------ Trecho do texto

O Evangelho de hoje está no coração do “sermão eclesiástico”, no qual Nosso Senhor dá orientações especiais aos seus discípulos. Neste trecho, particularmente, é abordado o tema da “correção fraterna”, que, de acordo com a pedagogia do Salvador, se divide em três partes: primeiro, parte-se à correção “em particular”: “Se o teu irmão pecar contra ti [1], vai corrigi-lo, mas em particular, a sós contigo!”; depois, à correção reservada, na presença de testemunhas: “Se ele não te ouvir, toma contigo mais uma ou duas pessoas, para que toda a questão seja decidida sob a palavra de duas ou três testemunhas”; por fim, esgotadas essas alternativas, “se ele não vos der ouvido, dize-o à Igreja”.

Ao final de todo esse processo, se a pessoa se converte, diz Nosso Senhor, “tu ganhaste o teu irmão”. Se, ao contrário, ela não se corrigir, “seja tratado como um pagão ou um pecador público”: é o fundamento da prática da excomunhão, pela qual a Igreja, buscando o arrependimento e a mudança da pessoa, retira-a do convívio eclesial.

Importa compreender, em primeiro lugar, que a mensagem de Cristo não é a quem erra, senão a quem corrige. Semelhante é o procedimento descrito em uma famosa Circular Sobre os Castigos, atribuída a São João Bosco [2], fundador dos salesianos. Aí, o padre italiano ensina como castigar com fruto aqueles de quem se quer ganhar as almas.

Escreve Dom Bosco: “É mais cômodo para a nossa impaciência e para nossa soberba castigar os que nos resistem do que corrigi-los: suportando-os com benigna firmeza”. E ainda: “Segundo este sistema, são reprovadas as medidas coercitivas, às quais sempre e exclusivamente se devem preferir os meios da persuasão e da caridade”. Não se trata, todavia, de uma visão ingênua de educação. Dom Bosco está bem ciente de que “a natureza humana, demasiado propensa ao mal, tem por vezes de ser tratada com severidade”. No entanto, é preciso considerar que a propensão ao mal não está apenas nos alunos, mas também nos educadores. Por isso a importância de “evitar o uso irracional e injusto de repreensão ou do castigo” [3]. Diz ainda o santo, seguindo o roteiro de correção exposto por Nosso Senhor:

“A caridade que vos recomendo é a que usava São Paulo para com os fiéis recém-convertidos à Religião de Jesus Cristo, que muitas vezes o faziam chorar e lastimar-se quando via que não eram dóceis e não correspondiam ao seu zelo. Por isso, lembro a todos os diretores que se deve começar pela correção paternal, feita em particular, ou, como se costuma dizer, in camera charitatis.
Em público, nunca repreender ninguém a não ser para impedir ou reparar um escândalo.
Se depois da primeira admoestação não se notar melhoria alguma, é conveniente recorrer à mediação de outro superior que tenha sobre o culpado algum ascendente. E nunca nos esqueçamos de pedir as bênçãos, de Deus.
Quereria que o salesiano fosse como Moisés, na sua solicitude de aplacar o Senhor, justamente indignado contra Israel, seu povo escolhido.

------------

• **Enunciado**:
Dê continuidade ao texto sobre a correção fraterna, começando logo após a última frase apresentada.

------ Dados fornecidos

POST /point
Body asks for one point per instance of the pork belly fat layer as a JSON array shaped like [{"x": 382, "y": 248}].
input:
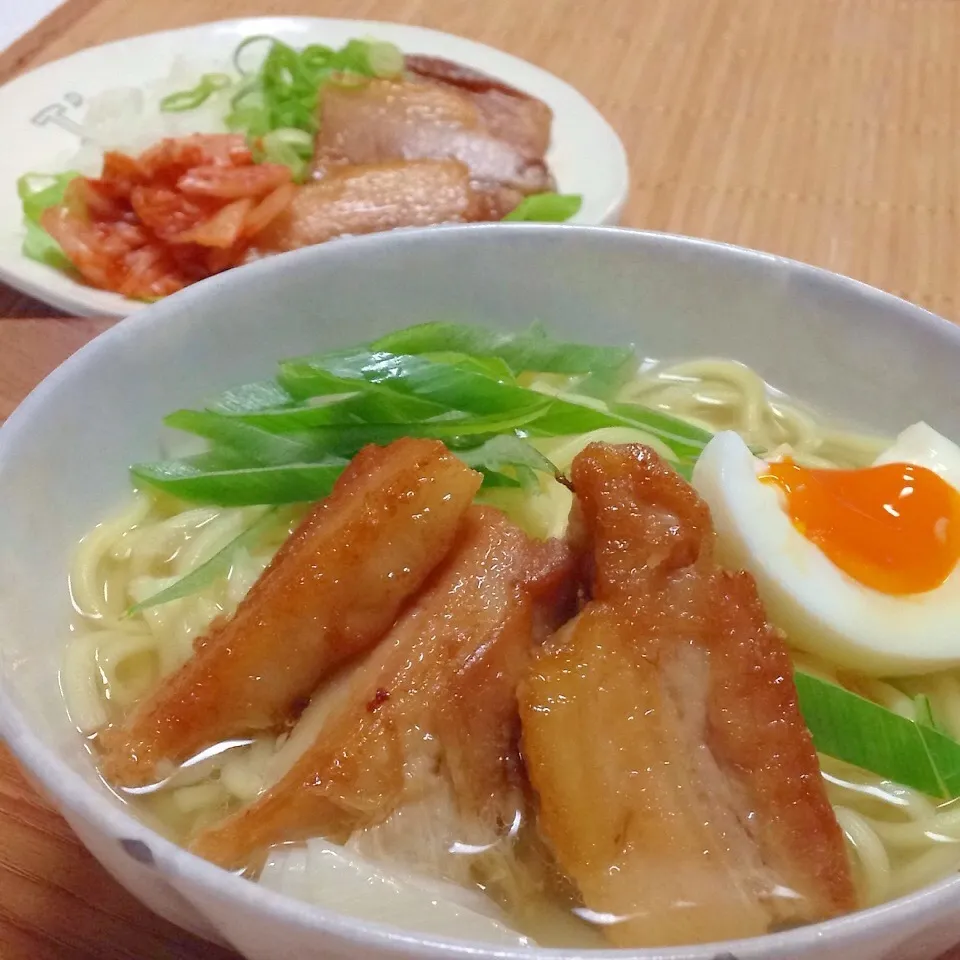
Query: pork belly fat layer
[
  {"x": 672, "y": 699},
  {"x": 432, "y": 714},
  {"x": 371, "y": 198},
  {"x": 329, "y": 594}
]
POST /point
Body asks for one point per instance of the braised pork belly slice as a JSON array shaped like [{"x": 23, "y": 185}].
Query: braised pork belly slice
[
  {"x": 415, "y": 119},
  {"x": 428, "y": 731},
  {"x": 678, "y": 785},
  {"x": 508, "y": 113},
  {"x": 370, "y": 198},
  {"x": 331, "y": 592}
]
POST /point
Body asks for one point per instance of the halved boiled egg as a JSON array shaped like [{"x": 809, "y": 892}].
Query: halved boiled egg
[{"x": 861, "y": 567}]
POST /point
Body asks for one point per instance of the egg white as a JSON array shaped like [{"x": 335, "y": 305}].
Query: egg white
[{"x": 822, "y": 609}]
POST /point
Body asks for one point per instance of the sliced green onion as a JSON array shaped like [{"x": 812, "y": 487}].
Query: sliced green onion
[
  {"x": 205, "y": 574},
  {"x": 276, "y": 442},
  {"x": 182, "y": 100},
  {"x": 384, "y": 59},
  {"x": 529, "y": 351},
  {"x": 459, "y": 387},
  {"x": 290, "y": 146},
  {"x": 546, "y": 208},
  {"x": 851, "y": 728},
  {"x": 196, "y": 481}
]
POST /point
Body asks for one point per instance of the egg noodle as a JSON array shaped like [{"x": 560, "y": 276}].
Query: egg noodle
[{"x": 898, "y": 839}]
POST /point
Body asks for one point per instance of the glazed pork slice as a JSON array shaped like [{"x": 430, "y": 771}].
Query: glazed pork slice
[
  {"x": 428, "y": 731},
  {"x": 413, "y": 119},
  {"x": 508, "y": 113},
  {"x": 371, "y": 198},
  {"x": 331, "y": 592},
  {"x": 671, "y": 698}
]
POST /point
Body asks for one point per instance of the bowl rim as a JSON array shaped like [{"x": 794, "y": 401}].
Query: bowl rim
[{"x": 70, "y": 792}]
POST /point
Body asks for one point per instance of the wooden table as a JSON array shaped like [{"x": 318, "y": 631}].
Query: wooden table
[{"x": 826, "y": 130}]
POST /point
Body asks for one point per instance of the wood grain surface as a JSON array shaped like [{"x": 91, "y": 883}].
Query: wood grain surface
[{"x": 825, "y": 130}]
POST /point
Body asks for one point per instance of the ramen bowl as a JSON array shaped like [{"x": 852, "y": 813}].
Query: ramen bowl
[{"x": 859, "y": 354}]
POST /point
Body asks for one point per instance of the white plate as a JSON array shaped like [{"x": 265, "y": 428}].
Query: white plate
[{"x": 39, "y": 113}]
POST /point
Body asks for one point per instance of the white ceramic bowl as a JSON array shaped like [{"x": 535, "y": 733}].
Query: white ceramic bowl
[{"x": 844, "y": 347}]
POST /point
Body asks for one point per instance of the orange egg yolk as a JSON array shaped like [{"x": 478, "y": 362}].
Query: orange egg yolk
[{"x": 894, "y": 528}]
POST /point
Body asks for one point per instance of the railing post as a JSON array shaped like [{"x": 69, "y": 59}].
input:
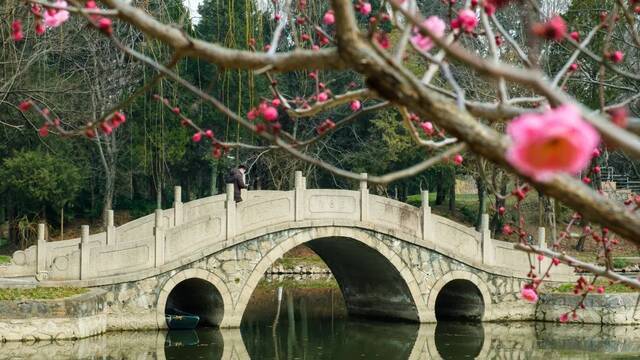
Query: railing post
[
  {"x": 364, "y": 197},
  {"x": 158, "y": 232},
  {"x": 177, "y": 206},
  {"x": 299, "y": 196},
  {"x": 231, "y": 213},
  {"x": 542, "y": 239},
  {"x": 427, "y": 225},
  {"x": 41, "y": 254},
  {"x": 542, "y": 243},
  {"x": 111, "y": 229},
  {"x": 84, "y": 252},
  {"x": 488, "y": 250}
]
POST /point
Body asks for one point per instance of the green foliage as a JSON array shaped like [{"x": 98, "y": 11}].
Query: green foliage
[
  {"x": 567, "y": 288},
  {"x": 619, "y": 263},
  {"x": 40, "y": 293},
  {"x": 40, "y": 179}
]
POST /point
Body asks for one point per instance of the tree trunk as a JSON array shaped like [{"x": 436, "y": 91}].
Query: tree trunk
[
  {"x": 441, "y": 195},
  {"x": 452, "y": 197},
  {"x": 214, "y": 178},
  {"x": 498, "y": 221},
  {"x": 159, "y": 195},
  {"x": 107, "y": 199},
  {"x": 482, "y": 201}
]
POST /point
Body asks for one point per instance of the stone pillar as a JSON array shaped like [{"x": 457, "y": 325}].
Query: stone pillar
[
  {"x": 231, "y": 213},
  {"x": 111, "y": 229},
  {"x": 41, "y": 254},
  {"x": 488, "y": 250},
  {"x": 364, "y": 198},
  {"x": 177, "y": 206},
  {"x": 84, "y": 253},
  {"x": 542, "y": 239},
  {"x": 299, "y": 196},
  {"x": 427, "y": 224},
  {"x": 158, "y": 232},
  {"x": 542, "y": 243}
]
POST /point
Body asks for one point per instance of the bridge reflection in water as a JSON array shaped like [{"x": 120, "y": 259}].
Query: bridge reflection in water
[
  {"x": 350, "y": 340},
  {"x": 314, "y": 324}
]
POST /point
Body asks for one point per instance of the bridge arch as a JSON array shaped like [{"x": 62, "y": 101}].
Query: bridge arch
[
  {"x": 370, "y": 256},
  {"x": 464, "y": 289},
  {"x": 216, "y": 300}
]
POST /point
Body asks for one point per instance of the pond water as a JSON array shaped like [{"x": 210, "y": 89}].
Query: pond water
[{"x": 312, "y": 323}]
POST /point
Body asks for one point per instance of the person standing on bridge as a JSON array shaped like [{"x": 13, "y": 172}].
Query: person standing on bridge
[{"x": 237, "y": 178}]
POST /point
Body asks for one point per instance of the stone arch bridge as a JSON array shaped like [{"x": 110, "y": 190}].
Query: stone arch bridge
[{"x": 206, "y": 256}]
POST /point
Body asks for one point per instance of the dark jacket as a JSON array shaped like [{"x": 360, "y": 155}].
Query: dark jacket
[{"x": 235, "y": 177}]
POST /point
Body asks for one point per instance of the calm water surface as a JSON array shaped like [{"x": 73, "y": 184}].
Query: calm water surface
[{"x": 312, "y": 324}]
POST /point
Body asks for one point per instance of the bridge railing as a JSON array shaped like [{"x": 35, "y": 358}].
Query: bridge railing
[{"x": 174, "y": 235}]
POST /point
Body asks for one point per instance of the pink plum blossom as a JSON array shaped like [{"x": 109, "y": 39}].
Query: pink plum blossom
[
  {"x": 56, "y": 17},
  {"x": 323, "y": 96},
  {"x": 270, "y": 113},
  {"x": 529, "y": 294},
  {"x": 329, "y": 18},
  {"x": 564, "y": 317},
  {"x": 365, "y": 8},
  {"x": 545, "y": 144},
  {"x": 427, "y": 127},
  {"x": 436, "y": 26}
]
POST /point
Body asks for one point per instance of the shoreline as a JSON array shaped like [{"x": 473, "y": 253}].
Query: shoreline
[{"x": 85, "y": 315}]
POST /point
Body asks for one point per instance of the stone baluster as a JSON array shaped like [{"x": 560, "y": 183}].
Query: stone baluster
[
  {"x": 542, "y": 239},
  {"x": 542, "y": 243},
  {"x": 178, "y": 213},
  {"x": 231, "y": 213},
  {"x": 84, "y": 252},
  {"x": 41, "y": 254},
  {"x": 300, "y": 185},
  {"x": 488, "y": 249},
  {"x": 427, "y": 224},
  {"x": 111, "y": 229},
  {"x": 364, "y": 197},
  {"x": 158, "y": 233}
]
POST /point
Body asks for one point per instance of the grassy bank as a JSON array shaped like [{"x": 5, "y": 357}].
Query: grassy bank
[
  {"x": 40, "y": 293},
  {"x": 567, "y": 288},
  {"x": 298, "y": 284}
]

------------

• **Resposta do exercício**:
Tenho verificado que raramente aproveita um castigo repentino e infligido antes de se empregarem outros meios. Não há nada, diz São Gregório, que melhor consiga render um coração, o qual se assemelha a uma cidadela inexpugnável, do que o afeto e a doçura; sede firmes, na prossecução do bem e em impedir o mal. Mas ao mesmo tempo sede mansos e prudentes. Sede perserverantes e bondosos, e Deus vos tornará senhores até dos corações menos dóceis.
Bem sei que esta perfeição não é fácil encontrá-la nos mestres e assistentes, sobretudo novatos. Estes não se resignam a adotar os processos mais consentâneos à índole dos alunos, preferindo a aplicação de castigos físicos, que nada resolvem, ou uma atitude de indiferença perante a disciplina.
Eis o motivo por que vemos muitas vezes alastrar o mal, e insinuar-se o descontentamento, mesmo entre os melhores, tornando-se nulo o resultado da correção.
(...)
E tive de me convencer que os professores mais intransigentes com os alunos são os menos severos para consigo mesmos.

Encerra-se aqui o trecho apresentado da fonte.